* Start *

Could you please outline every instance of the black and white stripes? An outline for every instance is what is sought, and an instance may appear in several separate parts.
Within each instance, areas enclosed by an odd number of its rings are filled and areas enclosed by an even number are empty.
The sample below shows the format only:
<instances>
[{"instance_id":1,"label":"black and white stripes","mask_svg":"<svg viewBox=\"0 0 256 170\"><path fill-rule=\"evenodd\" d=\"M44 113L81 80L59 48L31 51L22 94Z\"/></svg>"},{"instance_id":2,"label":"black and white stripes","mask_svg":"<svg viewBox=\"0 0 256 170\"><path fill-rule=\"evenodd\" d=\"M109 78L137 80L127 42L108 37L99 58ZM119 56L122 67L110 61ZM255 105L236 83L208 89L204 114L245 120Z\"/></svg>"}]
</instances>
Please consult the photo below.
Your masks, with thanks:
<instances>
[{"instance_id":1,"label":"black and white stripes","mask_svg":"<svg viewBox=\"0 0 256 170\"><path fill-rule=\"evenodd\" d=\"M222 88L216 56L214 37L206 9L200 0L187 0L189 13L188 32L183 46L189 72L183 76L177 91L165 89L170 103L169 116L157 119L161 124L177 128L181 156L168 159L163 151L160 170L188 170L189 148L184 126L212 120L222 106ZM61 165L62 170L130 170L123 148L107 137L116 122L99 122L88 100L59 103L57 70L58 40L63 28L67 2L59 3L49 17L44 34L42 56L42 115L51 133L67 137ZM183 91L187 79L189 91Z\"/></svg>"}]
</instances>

* End *

* **What this task involves**
Copy every one of the lines above without changing anything.

* **Complete answer**
Could you please outline every instance of the black and white stripes? An outline for every instance is what is sought, and an instance may appear in several separate parts.
Within each instance, areas enclosed by an odd number of its rings are filled and areas enclosed by an even number are empty.
The sample below shows the format only:
<instances>
[{"instance_id":1,"label":"black and white stripes","mask_svg":"<svg viewBox=\"0 0 256 170\"><path fill-rule=\"evenodd\" d=\"M44 113L81 80L59 48L31 51L22 94Z\"/></svg>"},{"instance_id":2,"label":"black and white stripes","mask_svg":"<svg viewBox=\"0 0 256 170\"><path fill-rule=\"evenodd\" d=\"M109 78L137 80L127 42L108 37L99 58ZM119 56L122 67L110 61ZM255 105L236 83L208 89L204 114L245 120Z\"/></svg>"}]
</instances>
Please consult the photo below.
Your masks, with thanks:
<instances>
[{"instance_id":1,"label":"black and white stripes","mask_svg":"<svg viewBox=\"0 0 256 170\"><path fill-rule=\"evenodd\" d=\"M222 88L216 56L214 37L206 9L200 0L187 0L189 13L188 32L183 46L189 72L183 76L177 91L165 89L170 103L169 116L157 119L161 124L177 128L181 156L168 159L163 151L160 170L188 170L189 148L184 126L212 120L222 106ZM61 165L62 170L130 170L123 148L107 137L116 122L99 122L88 100L59 103L57 70L58 40L63 28L67 2L59 3L49 17L44 34L42 56L42 115L51 133L67 137ZM183 91L187 79L189 91Z\"/></svg>"}]
</instances>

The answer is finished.